■ What to work on
Scan the records for the line containing "Target: black horse tail"; extract it and all later lines, verbatim, through the end, and nothing before it.

■ Exercise input
________________________

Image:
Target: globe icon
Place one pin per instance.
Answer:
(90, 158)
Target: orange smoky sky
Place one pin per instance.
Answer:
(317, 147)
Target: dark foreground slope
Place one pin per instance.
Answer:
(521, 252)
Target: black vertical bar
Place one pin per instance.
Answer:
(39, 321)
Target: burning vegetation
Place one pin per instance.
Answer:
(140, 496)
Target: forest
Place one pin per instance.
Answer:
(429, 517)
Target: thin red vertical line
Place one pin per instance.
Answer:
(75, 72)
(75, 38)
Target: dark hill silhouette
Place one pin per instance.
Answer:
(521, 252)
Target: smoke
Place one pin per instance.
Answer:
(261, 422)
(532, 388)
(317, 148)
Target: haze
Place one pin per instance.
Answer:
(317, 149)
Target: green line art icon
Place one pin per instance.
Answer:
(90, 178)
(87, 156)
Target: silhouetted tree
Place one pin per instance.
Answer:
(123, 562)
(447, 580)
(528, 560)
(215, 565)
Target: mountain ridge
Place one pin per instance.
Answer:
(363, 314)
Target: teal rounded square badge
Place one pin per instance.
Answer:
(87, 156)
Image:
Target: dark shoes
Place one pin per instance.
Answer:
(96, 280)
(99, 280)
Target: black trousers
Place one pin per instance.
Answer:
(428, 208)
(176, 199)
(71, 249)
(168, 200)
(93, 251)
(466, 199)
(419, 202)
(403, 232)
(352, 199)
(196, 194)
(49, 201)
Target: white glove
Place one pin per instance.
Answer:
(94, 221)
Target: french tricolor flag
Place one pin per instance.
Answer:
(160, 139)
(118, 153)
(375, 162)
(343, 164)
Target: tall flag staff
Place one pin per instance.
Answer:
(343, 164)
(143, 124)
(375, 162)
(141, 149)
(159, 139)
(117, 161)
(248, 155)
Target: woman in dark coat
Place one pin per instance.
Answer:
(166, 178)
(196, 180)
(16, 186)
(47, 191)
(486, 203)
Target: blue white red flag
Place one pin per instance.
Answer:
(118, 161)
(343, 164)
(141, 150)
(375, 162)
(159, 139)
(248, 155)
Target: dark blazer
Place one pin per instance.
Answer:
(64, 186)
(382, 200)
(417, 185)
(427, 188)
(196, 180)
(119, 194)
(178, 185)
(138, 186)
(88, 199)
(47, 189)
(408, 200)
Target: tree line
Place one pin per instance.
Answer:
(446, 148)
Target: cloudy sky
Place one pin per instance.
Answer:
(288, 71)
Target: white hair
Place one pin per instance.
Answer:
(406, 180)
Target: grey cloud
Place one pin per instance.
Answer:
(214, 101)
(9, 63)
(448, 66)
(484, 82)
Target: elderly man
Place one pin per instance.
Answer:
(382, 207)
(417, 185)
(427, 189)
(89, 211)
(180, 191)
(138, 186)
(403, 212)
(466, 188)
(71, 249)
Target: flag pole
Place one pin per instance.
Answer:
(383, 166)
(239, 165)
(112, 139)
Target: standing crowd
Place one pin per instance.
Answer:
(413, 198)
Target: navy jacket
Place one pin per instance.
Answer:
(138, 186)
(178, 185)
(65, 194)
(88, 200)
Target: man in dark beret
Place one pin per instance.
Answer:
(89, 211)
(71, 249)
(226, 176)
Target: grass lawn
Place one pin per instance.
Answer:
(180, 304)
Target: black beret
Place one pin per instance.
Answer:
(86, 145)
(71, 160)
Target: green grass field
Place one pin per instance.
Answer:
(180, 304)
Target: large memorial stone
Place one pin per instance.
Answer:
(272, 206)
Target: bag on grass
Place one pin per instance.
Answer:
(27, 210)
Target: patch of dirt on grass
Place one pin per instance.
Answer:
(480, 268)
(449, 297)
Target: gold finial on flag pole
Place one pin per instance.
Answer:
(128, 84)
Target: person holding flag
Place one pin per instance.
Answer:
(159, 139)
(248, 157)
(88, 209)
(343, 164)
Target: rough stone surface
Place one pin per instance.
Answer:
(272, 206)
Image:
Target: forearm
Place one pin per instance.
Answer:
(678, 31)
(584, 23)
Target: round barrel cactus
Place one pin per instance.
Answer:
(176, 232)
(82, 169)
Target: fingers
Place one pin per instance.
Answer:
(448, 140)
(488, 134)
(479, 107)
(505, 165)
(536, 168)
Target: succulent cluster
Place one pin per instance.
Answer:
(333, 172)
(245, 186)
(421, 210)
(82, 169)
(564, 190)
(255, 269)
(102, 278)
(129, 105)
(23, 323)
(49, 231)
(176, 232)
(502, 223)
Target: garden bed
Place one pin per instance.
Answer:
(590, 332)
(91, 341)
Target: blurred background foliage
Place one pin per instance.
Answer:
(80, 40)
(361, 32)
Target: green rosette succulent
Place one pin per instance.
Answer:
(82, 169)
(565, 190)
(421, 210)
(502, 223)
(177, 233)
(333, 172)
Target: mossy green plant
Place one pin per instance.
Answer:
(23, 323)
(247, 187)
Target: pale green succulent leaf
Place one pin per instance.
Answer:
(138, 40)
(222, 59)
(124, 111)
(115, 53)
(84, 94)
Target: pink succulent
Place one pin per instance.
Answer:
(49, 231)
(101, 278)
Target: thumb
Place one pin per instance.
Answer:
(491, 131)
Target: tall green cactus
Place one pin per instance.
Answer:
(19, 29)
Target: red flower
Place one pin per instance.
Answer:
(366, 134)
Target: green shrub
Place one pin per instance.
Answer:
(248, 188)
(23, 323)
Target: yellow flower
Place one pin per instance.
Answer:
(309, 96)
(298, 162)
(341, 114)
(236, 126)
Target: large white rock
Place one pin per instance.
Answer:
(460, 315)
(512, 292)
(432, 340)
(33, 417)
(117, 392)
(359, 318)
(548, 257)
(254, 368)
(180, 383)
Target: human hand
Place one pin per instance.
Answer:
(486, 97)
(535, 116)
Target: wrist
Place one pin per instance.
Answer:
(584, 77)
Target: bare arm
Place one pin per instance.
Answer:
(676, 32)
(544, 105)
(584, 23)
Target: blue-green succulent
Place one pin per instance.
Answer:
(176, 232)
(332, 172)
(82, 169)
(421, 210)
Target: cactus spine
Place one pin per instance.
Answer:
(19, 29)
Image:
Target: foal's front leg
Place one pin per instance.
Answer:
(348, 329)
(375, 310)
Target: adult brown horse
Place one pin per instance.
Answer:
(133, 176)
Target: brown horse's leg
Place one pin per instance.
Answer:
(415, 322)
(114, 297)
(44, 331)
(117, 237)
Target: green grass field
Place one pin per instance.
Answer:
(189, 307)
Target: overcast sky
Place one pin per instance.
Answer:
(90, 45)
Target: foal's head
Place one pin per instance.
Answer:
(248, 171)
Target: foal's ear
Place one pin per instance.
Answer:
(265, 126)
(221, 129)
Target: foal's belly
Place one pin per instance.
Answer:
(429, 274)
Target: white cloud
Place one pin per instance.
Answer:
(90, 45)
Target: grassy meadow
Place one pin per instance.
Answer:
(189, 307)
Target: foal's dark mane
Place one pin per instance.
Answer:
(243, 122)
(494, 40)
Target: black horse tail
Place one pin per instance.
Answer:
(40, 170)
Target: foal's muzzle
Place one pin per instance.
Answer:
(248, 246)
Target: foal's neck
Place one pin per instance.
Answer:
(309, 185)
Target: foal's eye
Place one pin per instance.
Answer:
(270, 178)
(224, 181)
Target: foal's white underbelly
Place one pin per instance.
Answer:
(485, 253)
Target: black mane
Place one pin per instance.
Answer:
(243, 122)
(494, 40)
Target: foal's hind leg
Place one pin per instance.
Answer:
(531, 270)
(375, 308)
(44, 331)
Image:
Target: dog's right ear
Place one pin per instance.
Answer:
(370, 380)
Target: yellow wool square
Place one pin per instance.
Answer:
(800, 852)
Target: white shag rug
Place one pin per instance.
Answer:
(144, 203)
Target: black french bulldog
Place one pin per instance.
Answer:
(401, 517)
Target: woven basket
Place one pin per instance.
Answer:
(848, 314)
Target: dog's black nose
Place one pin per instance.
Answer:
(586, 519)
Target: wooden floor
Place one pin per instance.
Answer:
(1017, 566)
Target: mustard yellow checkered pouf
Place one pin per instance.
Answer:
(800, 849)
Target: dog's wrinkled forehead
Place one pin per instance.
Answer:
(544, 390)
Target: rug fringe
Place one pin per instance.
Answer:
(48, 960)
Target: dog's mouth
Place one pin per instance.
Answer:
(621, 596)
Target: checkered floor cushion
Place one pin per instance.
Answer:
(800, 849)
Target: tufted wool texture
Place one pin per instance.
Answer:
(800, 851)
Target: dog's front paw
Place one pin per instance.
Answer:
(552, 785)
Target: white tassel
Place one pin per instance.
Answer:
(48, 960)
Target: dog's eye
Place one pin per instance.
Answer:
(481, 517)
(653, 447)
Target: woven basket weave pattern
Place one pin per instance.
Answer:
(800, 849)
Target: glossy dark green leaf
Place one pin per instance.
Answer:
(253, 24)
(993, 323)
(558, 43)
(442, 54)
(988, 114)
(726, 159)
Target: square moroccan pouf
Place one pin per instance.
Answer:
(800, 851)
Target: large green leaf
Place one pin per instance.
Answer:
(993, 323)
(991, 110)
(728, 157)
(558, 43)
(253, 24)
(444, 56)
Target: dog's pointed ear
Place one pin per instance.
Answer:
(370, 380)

________________________

■ The response
Target: black horse tail
Place one pin per instance.
Answer:
(40, 170)
Target: foal's muzzle
Place one pin per instance.
Answer:
(248, 246)
Target: foal's neck
Place one pin per instance.
Answer:
(309, 185)
Target: foal's eye
Place one pin per instance.
Answer:
(270, 178)
(224, 181)
Target: foal's white underbelly
Place one pin per instance.
Answer:
(485, 253)
Target: black mane
Place one pin per instance.
Answer:
(243, 122)
(494, 40)
Target: foal's hind leg
Place one pin per instance.
Answer:
(531, 270)
(375, 308)
(44, 331)
Image:
Target: dog's right ear
Place one pin per instance.
Answer:
(370, 380)
Target: yellow wool square
Place one pin per instance.
Answer:
(800, 852)
Target: white shag rug
Place one pin per instance.
Answer:
(144, 203)
Target: black french bulldog
Place one pin per instance.
Answer:
(401, 517)
Target: woven basket
Place one pin per instance.
Answer:
(848, 314)
Target: dog's black nose
Place one pin per instance.
Answer:
(586, 519)
Target: wooden floor
Place one pin per instance.
Answer:
(1017, 566)
Target: mustard yellow checkered pouf
Place one pin per instance.
Answer:
(800, 849)
Target: dog's wrinkled forehead
Place one pin per instance.
Answer:
(544, 390)
Target: rug fringe
Place one pin per instance.
Answer:
(48, 960)
Target: dog's mouth
Place one pin per instance.
Answer:
(621, 596)
Target: checkered floor cushion
Place one pin per instance.
Answer:
(800, 849)
Target: tufted wool texture
Place one pin per instance.
Answer:
(800, 851)
Target: dog's front paw
Place one pin per instance.
Answer:
(552, 785)
Target: white tassel
Place one pin per instance.
Answer:
(48, 960)
Target: dog's eye
Place one pin per instance.
Answer:
(481, 517)
(653, 447)
Target: woven basket weave pattern
Place one pin per instance.
Answer:
(800, 849)
Target: glossy dark green leaf
Place one pin per instance.
Answer:
(253, 24)
(993, 323)
(558, 43)
(442, 54)
(988, 114)
(726, 159)
Target: square moroccan pouf
Place one pin per instance.
Answer:
(800, 851)
Target: large green leaf
Place one pin per instance.
Answer:
(993, 323)
(991, 110)
(728, 157)
(558, 43)
(253, 24)
(444, 56)
Target: dog's pointed ear
Place one pin per instance.
Answer:
(370, 380)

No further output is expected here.